# [学習目標]
1. 本文抜粋で100から199までの符号が付いている名称を、符号100を除いてすべて符号とともに書き出してください。
2. 本文抜粋に基づいて、次の問いに答えてください。
(a) 蒸気生成装置150は、真空槽111の内部と外部のどちらに配置されていますか。
(b) 薄膜形成の際に最初に動作させるのは何ですか。
(c) 主筐体21と主分散板23〜25はどのような形に形成されますか。
3. 本文抜粋のうち「この薄膜形成装置100は、真」から「されるように構成されている。」までを、両端の語句も含めて一字一句違えずに書き写してください。

# [本文抜粋]
説明

蒸着装置

【課題】均一な膜厚の薄膜を形成する技術を提供する。
【解決手段】蒸着材料から生成した蒸着材料ガスを、複数の主分散板23〜25の主分散孔72を通過させ、均一に分散させる。主筐体21と主分散板23〜25は、環状に形成し、主分散板23〜25の幅方向両端を主筐体21で支持する。主分散板23〜25は撓まないので、均一な分散が行える。

【発明の詳細な説明】
【技術分野】
【0001】
本発明は、蒸着の技術分野にかかり、特に、金属よりも低温でガス化する蒸着材料の気体を発生させ基板表面に薄膜を形成する薄膜形成装置に関する。
【背景技術】
【0002】
低温で蒸発する有機化合物や金属化合物を用いた蒸着方法では、原料には、固体や液体の蒸着材料が用いられ、蒸着材料を加熱して蒸着材料ガスを発生させ、広い面積の基板表面に均一に到達させることが問題になる。
【0003】
図9の符号100は、蒸着法で薄膜を形成する従来技術の薄膜形成装置を示している。
この薄膜形成装置100は、真空槽111を有しており、真空槽111の外部には、蒸着材料を加熱して蒸着材料ガスを生成する蒸気生成装置150が配置されている。
【0004】
真空槽111の内部空間には、放出装置112が配置されており、蒸気生成装置150と放出装置112は、配管によって接続され、蒸気生成装置150内で生成された蒸着材料ガスが放出装置112に供給されるように構成されている。
【0005】
薄膜形成の際には、まず、真空排気装置158を動作させ、真空槽111の内部を真空排気する。
放出装置112には、放出孔155が複数設けられており、放出装置112に供給された蒸着材料ガスは、放出装置112内部で拡散して均一にされ、放出孔155から真空槽111内に放出される。
【0006】
真空槽111の内部の上方には、基板ホルダ115が配置されており、基板ホルダ115には基板181が保持されている。放出された蒸着材料ガスは、基板181に到達すると、基板181表面に薄膜が形成される。
【0007】
しかしながら近年では基板が非常に大型になり、それに対する放出装置が大型化すると、放出装置の内部では、蒸着材料ガスが導入される導入孔に近い放出孔と、遠い放出孔とでは、真空槽内に放出する蒸着材料ガスの量が異なってしまい、基板の表面にも膜厚差が発生する。

# [データ抜粋]
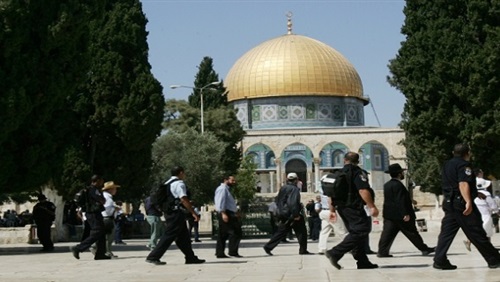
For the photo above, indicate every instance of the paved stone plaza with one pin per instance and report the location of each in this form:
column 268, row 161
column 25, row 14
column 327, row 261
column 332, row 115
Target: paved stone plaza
column 23, row 262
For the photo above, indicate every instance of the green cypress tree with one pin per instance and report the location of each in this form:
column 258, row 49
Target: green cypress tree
column 43, row 57
column 121, row 105
column 448, row 69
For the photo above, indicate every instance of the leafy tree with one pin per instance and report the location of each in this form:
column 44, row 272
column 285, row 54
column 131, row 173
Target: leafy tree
column 448, row 69
column 120, row 108
column 43, row 57
column 245, row 180
column 220, row 121
column 213, row 96
column 199, row 154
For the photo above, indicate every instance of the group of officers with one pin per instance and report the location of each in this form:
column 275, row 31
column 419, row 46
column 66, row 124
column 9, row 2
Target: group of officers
column 460, row 212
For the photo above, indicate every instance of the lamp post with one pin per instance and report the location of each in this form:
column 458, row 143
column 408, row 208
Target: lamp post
column 201, row 97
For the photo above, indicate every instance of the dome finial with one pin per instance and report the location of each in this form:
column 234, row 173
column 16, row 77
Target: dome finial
column 289, row 21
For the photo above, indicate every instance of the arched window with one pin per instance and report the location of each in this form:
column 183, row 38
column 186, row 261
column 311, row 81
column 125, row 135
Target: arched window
column 322, row 156
column 338, row 158
column 270, row 160
column 377, row 159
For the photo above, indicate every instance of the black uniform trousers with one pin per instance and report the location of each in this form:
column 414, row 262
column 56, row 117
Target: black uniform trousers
column 316, row 227
column 392, row 228
column 298, row 226
column 228, row 230
column 97, row 234
column 43, row 232
column 176, row 230
column 359, row 226
column 472, row 226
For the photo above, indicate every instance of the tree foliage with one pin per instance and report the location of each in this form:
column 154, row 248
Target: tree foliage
column 119, row 108
column 222, row 122
column 43, row 57
column 199, row 154
column 213, row 95
column 245, row 180
column 448, row 69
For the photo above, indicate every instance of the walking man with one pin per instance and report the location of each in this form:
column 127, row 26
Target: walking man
column 229, row 219
column 93, row 215
column 327, row 225
column 175, row 219
column 353, row 214
column 44, row 213
column 289, row 216
column 399, row 215
column 460, row 211
column 157, row 227
column 110, row 208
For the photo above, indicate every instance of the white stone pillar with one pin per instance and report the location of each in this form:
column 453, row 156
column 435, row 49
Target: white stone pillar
column 272, row 182
column 278, row 173
column 317, row 162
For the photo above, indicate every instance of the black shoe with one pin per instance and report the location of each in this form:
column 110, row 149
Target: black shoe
column 445, row 266
column 428, row 251
column 75, row 252
column 268, row 251
column 194, row 260
column 367, row 265
column 495, row 265
column 384, row 256
column 156, row 261
column 102, row 257
column 333, row 260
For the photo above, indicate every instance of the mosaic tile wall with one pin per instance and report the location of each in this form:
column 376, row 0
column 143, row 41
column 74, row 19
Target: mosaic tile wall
column 282, row 112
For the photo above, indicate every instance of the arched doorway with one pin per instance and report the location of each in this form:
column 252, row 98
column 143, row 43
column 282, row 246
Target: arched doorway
column 300, row 168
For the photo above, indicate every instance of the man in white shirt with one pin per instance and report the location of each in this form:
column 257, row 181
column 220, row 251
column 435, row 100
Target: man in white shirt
column 229, row 219
column 109, row 190
column 175, row 220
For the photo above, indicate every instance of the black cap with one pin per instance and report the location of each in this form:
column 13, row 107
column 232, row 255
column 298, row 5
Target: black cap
column 394, row 168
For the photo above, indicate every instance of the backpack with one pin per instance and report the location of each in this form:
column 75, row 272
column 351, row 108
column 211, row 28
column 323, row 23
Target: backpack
column 337, row 186
column 283, row 209
column 161, row 197
column 81, row 199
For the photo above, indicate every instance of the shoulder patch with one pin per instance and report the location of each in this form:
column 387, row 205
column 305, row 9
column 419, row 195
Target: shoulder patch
column 363, row 177
column 468, row 171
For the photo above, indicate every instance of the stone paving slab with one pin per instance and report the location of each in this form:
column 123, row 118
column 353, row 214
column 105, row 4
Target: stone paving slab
column 23, row 262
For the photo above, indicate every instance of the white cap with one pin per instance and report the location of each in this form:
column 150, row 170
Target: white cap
column 292, row 176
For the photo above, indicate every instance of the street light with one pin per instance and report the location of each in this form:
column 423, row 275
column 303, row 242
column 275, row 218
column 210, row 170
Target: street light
column 201, row 97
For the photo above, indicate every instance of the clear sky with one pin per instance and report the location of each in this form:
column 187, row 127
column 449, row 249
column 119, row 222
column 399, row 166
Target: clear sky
column 367, row 33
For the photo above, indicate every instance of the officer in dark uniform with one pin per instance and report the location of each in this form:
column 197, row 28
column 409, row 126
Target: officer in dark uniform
column 460, row 211
column 95, row 220
column 290, row 216
column 354, row 216
column 175, row 219
column 44, row 213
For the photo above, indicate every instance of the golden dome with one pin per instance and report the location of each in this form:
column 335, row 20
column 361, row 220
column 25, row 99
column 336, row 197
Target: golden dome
column 293, row 65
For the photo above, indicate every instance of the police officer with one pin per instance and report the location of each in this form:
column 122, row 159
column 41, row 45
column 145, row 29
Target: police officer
column 290, row 218
column 95, row 220
column 44, row 213
column 460, row 211
column 229, row 219
column 354, row 215
column 175, row 219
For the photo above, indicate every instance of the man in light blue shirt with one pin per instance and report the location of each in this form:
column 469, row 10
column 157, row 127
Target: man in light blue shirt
column 229, row 220
column 175, row 220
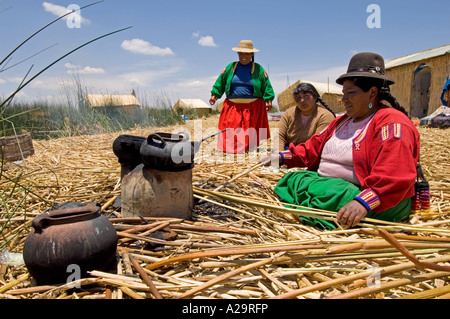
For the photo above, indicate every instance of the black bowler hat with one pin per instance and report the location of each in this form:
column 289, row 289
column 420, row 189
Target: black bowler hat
column 366, row 64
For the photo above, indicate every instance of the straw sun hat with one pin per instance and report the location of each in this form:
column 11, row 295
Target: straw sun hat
column 366, row 64
column 245, row 46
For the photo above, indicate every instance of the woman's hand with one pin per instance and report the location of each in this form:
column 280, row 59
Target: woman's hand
column 351, row 214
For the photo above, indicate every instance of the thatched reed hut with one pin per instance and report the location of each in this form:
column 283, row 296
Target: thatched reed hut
column 419, row 79
column 330, row 93
column 129, row 103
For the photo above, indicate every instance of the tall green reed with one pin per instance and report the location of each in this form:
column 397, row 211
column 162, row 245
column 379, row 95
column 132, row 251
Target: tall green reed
column 14, row 193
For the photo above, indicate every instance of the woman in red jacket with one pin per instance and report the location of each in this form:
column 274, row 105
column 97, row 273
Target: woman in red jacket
column 364, row 164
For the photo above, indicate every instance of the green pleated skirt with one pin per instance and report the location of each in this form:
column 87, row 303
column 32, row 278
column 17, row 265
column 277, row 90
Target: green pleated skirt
column 308, row 189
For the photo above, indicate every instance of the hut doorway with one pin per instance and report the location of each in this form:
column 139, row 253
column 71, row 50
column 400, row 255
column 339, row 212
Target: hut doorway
column 420, row 91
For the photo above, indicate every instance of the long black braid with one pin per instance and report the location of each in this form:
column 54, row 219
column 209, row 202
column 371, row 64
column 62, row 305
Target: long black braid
column 307, row 87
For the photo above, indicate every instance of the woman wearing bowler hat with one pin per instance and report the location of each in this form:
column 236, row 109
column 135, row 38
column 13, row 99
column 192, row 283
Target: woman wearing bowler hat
column 365, row 163
column 249, row 96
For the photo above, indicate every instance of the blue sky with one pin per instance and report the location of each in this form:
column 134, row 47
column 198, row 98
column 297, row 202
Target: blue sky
column 176, row 49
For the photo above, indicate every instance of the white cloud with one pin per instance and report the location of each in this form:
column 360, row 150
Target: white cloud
column 207, row 41
column 140, row 46
column 60, row 10
column 76, row 69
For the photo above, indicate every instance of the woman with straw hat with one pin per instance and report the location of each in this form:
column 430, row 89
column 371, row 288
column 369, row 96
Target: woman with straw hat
column 249, row 96
column 301, row 121
column 364, row 164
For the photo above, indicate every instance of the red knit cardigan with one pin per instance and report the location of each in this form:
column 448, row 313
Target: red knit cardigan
column 385, row 156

# [解答例]
1.
真空槽111
蒸気生成装置150
放出装置112
真空排気装置158
放出孔155
基板ホルダ115
基板181

2.
(a) 外部
(b) 真空排気装置158
(c) 環状

3.
この薄膜形成装置100は、真空槽111を有しており、真空槽111の外部には、蒸着材料を加熱して蒸着材料ガスを生成する蒸気生成装置150が配置されている。
【0004】
真空槽111の内部空間には、放出装置112が配置されており、蒸気生成装置150と放出装置112は、配管によって接続され、蒸気生成装置150内で生成された蒸着材料ガスが放出装置112に供給されるように構成されている。